The problem => In the data below, change "bicycle frame" to "bike frame" in the lines running from the one containing "Reviewer note: every instance of the bicycle frame" up to and including the one containing "pixel 56 96", and leave everything else as it is. Return only those lines.

Collected data
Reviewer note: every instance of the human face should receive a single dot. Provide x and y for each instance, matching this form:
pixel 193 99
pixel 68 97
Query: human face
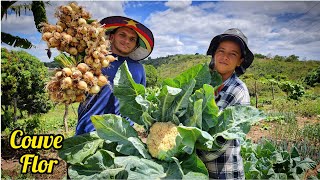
pixel 123 41
pixel 227 57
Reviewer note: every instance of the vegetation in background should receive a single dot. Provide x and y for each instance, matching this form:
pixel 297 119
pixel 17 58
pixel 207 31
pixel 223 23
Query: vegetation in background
pixel 39 15
pixel 23 79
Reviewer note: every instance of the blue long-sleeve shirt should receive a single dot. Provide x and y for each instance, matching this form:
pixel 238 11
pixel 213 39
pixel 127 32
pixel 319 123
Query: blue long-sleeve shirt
pixel 105 102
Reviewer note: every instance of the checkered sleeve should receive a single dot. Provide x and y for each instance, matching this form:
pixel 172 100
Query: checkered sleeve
pixel 226 163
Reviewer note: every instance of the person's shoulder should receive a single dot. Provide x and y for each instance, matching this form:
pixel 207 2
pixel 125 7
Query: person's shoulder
pixel 238 83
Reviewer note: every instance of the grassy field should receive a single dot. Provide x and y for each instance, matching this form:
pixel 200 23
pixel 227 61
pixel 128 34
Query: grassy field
pixel 292 121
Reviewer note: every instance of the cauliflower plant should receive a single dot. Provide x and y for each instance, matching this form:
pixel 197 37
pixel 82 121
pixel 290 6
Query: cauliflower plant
pixel 161 140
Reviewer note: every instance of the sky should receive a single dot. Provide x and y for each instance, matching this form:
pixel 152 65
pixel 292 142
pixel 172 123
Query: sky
pixel 187 27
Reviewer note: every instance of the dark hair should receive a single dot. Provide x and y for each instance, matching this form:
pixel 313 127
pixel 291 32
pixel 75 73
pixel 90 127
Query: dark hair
pixel 115 30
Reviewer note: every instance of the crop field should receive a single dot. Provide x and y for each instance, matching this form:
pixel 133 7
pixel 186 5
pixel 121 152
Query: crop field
pixel 286 141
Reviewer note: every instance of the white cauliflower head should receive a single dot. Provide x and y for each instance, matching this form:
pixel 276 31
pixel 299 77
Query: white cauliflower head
pixel 161 140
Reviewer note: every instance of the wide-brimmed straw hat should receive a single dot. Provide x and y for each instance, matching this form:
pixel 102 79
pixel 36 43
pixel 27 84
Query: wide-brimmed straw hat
pixel 146 40
pixel 237 36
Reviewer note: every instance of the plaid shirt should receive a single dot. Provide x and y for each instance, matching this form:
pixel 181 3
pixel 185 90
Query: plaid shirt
pixel 227 162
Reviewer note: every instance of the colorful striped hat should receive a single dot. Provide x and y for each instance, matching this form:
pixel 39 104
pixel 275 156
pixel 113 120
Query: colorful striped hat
pixel 146 40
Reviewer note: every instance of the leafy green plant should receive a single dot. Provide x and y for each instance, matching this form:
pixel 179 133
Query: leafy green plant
pixel 23 80
pixel 313 77
pixel 187 101
pixel 265 161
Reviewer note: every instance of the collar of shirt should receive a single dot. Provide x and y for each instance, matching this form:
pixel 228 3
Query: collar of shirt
pixel 222 88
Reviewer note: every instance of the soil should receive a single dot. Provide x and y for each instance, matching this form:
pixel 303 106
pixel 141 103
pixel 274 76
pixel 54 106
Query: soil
pixel 10 166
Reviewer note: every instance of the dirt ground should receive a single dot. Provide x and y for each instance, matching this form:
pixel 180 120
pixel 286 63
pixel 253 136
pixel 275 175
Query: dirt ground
pixel 10 166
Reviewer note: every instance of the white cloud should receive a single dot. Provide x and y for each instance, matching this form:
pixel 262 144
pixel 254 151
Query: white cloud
pixel 264 23
pixel 282 28
pixel 178 5
pixel 18 24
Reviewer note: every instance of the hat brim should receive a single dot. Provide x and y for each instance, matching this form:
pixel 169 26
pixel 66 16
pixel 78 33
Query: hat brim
pixel 247 54
pixel 146 39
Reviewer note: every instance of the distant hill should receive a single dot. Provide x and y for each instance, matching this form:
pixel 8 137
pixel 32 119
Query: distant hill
pixel 173 65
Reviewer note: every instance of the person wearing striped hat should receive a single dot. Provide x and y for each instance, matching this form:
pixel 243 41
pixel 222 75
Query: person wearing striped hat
pixel 130 41
pixel 230 58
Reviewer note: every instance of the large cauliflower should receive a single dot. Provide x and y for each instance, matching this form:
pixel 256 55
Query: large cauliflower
pixel 161 140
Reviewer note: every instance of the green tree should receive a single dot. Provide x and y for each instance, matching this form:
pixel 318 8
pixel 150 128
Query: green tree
pixel 279 58
pixel 152 75
pixel 292 58
pixel 39 14
pixel 23 78
pixel 313 77
pixel 260 56
pixel 294 91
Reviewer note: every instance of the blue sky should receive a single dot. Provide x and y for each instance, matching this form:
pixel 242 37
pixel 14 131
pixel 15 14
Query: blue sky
pixel 187 27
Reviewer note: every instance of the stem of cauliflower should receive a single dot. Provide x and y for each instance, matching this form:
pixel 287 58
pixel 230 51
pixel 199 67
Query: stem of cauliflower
pixel 161 140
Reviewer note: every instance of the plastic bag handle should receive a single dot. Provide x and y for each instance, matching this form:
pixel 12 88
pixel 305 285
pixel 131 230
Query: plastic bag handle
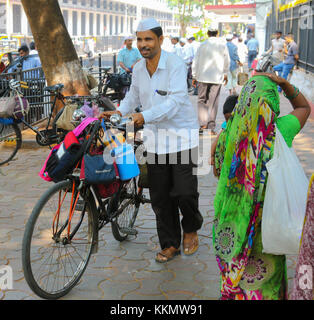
pixel 80 128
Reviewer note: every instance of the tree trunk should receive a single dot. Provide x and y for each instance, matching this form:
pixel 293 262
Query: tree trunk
pixel 56 51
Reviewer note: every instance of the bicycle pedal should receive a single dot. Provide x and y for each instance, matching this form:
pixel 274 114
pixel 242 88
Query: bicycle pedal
pixel 129 231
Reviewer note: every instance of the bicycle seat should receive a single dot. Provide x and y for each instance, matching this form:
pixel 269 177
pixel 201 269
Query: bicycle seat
pixel 55 88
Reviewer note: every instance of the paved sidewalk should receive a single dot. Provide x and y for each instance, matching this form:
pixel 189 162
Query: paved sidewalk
pixel 124 270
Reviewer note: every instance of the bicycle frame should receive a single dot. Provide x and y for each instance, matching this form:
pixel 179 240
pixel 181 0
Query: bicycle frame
pixel 56 96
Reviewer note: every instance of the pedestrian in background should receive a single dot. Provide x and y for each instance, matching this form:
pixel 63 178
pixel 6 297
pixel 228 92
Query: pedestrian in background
pixel 277 47
pixel 242 50
pixel 26 61
pixel 195 45
pixel 185 52
pixel 304 274
pixel 253 47
pixel 287 65
pixel 33 48
pixel 209 68
pixel 234 62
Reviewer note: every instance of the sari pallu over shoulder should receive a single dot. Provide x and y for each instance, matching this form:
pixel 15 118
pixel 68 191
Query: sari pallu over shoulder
pixel 246 272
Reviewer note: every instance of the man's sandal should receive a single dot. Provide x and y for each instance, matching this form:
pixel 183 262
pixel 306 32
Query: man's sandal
pixel 190 243
pixel 167 254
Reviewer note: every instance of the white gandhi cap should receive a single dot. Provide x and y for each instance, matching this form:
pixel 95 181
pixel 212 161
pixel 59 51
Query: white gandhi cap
pixel 147 24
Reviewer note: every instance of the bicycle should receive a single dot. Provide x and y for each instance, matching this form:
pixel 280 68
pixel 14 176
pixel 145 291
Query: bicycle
pixel 62 231
pixel 10 132
pixel 113 85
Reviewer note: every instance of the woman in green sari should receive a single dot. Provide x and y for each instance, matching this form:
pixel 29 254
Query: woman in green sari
pixel 242 152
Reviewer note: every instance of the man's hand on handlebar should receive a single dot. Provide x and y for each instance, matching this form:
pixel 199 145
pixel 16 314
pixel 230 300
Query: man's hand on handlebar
pixel 108 114
pixel 138 119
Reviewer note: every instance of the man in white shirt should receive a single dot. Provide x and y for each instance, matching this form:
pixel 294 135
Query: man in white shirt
pixel 210 68
pixel 171 139
pixel 277 47
pixel 194 44
pixel 175 45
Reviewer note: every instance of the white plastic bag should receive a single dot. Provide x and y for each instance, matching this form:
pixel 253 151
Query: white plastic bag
pixel 285 201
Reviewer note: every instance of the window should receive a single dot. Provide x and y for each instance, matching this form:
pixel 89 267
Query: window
pixel 83 20
pixel 91 24
pixel 74 23
pixel 117 25
pixel 98 24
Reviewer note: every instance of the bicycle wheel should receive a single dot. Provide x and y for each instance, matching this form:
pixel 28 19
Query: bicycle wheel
pixel 52 263
pixel 10 141
pixel 128 204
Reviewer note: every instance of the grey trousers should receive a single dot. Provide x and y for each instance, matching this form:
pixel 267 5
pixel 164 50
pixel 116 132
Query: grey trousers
pixel 208 94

Response to the exercise =>
Reviewer note: every instance of the bike frame should receive a single dot. Provide x and y for each instance, matching this form:
pixel 179 240
pixel 181 0
Query: bike frame
pixel 56 96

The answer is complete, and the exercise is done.